Copy the records below word for word, leaving out the pictures.

#### Extracted data ####

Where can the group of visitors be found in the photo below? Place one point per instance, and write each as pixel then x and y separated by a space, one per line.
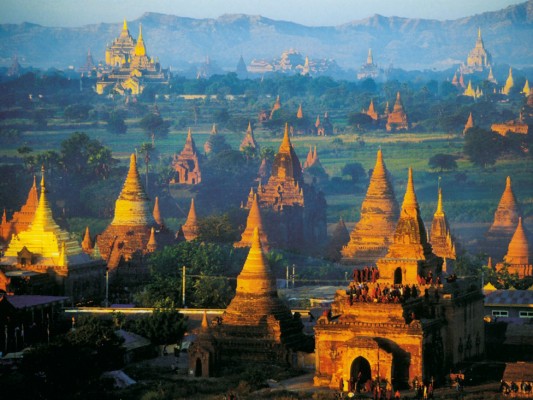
pixel 376 293
pixel 366 274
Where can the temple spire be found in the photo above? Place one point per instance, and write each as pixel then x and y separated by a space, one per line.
pixel 156 213
pixel 286 142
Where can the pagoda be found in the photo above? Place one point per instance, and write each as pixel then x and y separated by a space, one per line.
pixel 469 123
pixel 441 238
pixel 371 112
pixel 47 250
pixel 190 229
pixel 504 225
pixel 296 212
pixel 254 220
pixel 368 70
pixel 187 164
pixel 517 258
pixel 397 119
pixel 374 232
pixel 208 147
pixel 410 257
pixel 124 242
pixel 128 68
pixel 509 83
pixel 21 220
pixel 275 107
pixel 249 139
pixel 478 59
pixel 256 327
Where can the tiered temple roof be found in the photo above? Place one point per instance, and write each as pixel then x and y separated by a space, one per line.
pixel 379 213
pixel 371 112
pixel 479 58
pixel 21 220
pixel 190 229
pixel 397 119
pixel 441 238
pixel 469 123
pixel 410 255
pixel 187 163
pixel 504 224
pixel 509 83
pixel 125 240
pixel 254 220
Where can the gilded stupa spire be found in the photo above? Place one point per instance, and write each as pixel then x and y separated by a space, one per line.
pixel 518 252
pixel 285 146
pixel 157 214
pixel 410 200
pixel 253 221
pixel 87 244
pixel 509 83
pixel 256 277
pixel 189 229
pixel 152 244
pixel 140 49
pixel 132 206
pixel 300 113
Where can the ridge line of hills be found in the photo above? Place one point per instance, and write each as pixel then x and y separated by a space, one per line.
pixel 180 42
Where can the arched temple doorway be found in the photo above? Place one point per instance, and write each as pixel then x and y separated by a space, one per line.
pixel 398 276
pixel 360 372
pixel 198 368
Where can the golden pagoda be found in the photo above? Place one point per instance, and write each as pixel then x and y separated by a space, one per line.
pixel 275 107
pixel 207 145
pixel 504 224
pixel 128 68
pixel 157 214
pixel 87 243
pixel 371 112
pixel 397 119
pixel 509 83
pixel 190 229
pixel 410 255
pixel 441 239
pixel 469 91
pixel 517 258
pixel 256 327
pixel 300 113
pixel 45 248
pixel 249 139
pixel 125 240
pixel 254 220
pixel 491 77
pixel 374 232
pixel 526 91
pixel 479 58
pixel 21 220
pixel 187 164
pixel 469 123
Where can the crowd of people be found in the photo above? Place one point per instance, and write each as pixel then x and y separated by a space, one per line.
pixel 376 293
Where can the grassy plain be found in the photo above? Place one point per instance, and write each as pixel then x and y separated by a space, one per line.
pixel 471 194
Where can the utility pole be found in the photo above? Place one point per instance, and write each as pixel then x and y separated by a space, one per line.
pixel 183 286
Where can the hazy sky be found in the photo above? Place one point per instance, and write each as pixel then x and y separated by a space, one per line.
pixel 308 12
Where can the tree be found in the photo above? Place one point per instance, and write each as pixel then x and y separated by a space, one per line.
pixel 163 326
pixel 116 124
pixel 443 162
pixel 355 171
pixel 154 125
pixel 482 147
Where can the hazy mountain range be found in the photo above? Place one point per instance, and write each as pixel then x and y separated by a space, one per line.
pixel 178 42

####

Response to the exercise>
Where can the group of visitors be found in the photo below? Place one point per instance, and write each as pixel then x and y separated by a space, one per line.
pixel 376 293
pixel 366 274
Where can the temple spire be found in the photo above? Place one point per instance, and write each as pixel then x and y separated by a space, one per line.
pixel 156 213
pixel 286 142
Where can the pagoda be found in the photo above? Place one point per instance, and write each as pixel then x and y separated by a space, one per line.
pixel 469 123
pixel 441 238
pixel 371 112
pixel 47 250
pixel 190 229
pixel 504 225
pixel 296 212
pixel 254 220
pixel 368 70
pixel 187 164
pixel 517 258
pixel 397 119
pixel 374 232
pixel 208 147
pixel 410 257
pixel 124 242
pixel 128 68
pixel 509 83
pixel 21 220
pixel 275 107
pixel 249 139
pixel 478 59
pixel 256 327
Where can the tiered temple roof be found in the photo above? Place one point per instance, and write each as pixel then x and y separated by a space, one per line.
pixel 379 213
pixel 371 112
pixel 479 58
pixel 21 220
pixel 190 229
pixel 397 119
pixel 441 238
pixel 469 123
pixel 410 255
pixel 187 163
pixel 504 224
pixel 509 83
pixel 125 240
pixel 254 220
Where can the gilded stupa spire be found in the photo above? Place one point per instance, and write each as pixel then x and y separated by a space, one per line.
pixel 518 252
pixel 285 146
pixel 157 214
pixel 410 200
pixel 253 221
pixel 87 244
pixel 509 83
pixel 256 277
pixel 189 229
pixel 152 244
pixel 140 49
pixel 132 206
pixel 300 113
Where can the ridge line of hills be found in the photo above? Place one point per instance, and write each as pixel then x and y separated by a space, one per line.
pixel 180 42
Where can the arched temple doorway be found in the photo above? Place one point per instance, and write each as pixel then x and y separated by a space, one per line.
pixel 398 276
pixel 360 372
pixel 198 368
Where can the golden pagoda be found in the photo above? Place one point per instance, and write each as pixel then x and y separated by a space, one per line.
pixel 275 107
pixel 207 145
pixel 504 224
pixel 128 68
pixel 157 214
pixel 87 243
pixel 371 112
pixel 397 119
pixel 509 83
pixel 190 229
pixel 410 255
pixel 441 239
pixel 469 91
pixel 517 258
pixel 256 327
pixel 300 113
pixel 45 248
pixel 249 139
pixel 125 240
pixel 254 220
pixel 491 77
pixel 374 232
pixel 526 91
pixel 479 58
pixel 21 220
pixel 187 164
pixel 469 123
Where can the crowd of people be found in the photo above? Place one point per instance, and write each as pixel then x and y separated by a space, one per line.
pixel 376 293
Where can the grassy plain be found in the photo above? Place one point per instance, and write each as pixel then x and y separated by a space, one per line.
pixel 471 194
Where can the utility pole be found in the photo above? Place one point per instance, and write each as pixel then x and y separated by a space, one per line.
pixel 183 286
Where can the hazy sky be found in the photo above? Place one point per instance, and write each as pixel then x and y separated by a space, one per line.
pixel 308 12
Where can the tree be found in the photo above? Place one point per instance, and write each as pixel then x and y separated by a space, one per line.
pixel 163 326
pixel 116 124
pixel 443 162
pixel 355 171
pixel 154 125
pixel 482 147
Where can the hazy mountain range be found in the photo above? Place one point per instance, and write each as pixel then x and y separated by a space, one per line.
pixel 178 42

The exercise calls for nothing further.